Instructions to follow
Please work out how many lines include the word "climber" in the entries, and reply with only the count.

Records from a data source:
--*--

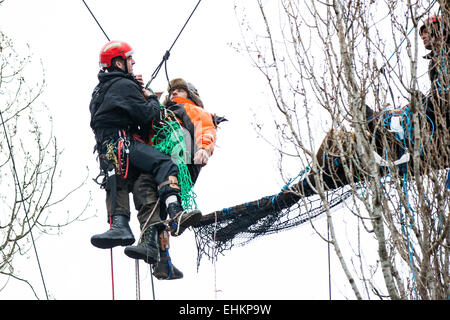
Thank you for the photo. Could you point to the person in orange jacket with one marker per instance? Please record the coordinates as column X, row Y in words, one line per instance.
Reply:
column 183, row 103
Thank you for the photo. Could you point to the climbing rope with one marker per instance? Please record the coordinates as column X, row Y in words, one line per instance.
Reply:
column 169, row 139
column 167, row 53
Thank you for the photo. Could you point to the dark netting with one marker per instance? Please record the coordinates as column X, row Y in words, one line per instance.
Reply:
column 238, row 225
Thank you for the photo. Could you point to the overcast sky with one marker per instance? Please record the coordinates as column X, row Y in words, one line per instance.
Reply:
column 290, row 265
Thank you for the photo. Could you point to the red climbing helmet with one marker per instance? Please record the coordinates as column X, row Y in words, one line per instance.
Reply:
column 430, row 21
column 112, row 50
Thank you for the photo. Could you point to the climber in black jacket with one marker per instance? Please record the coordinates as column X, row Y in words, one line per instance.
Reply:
column 119, row 108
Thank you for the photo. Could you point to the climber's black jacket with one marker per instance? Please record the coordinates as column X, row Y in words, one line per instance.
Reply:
column 118, row 103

--*--

Finished exercise
2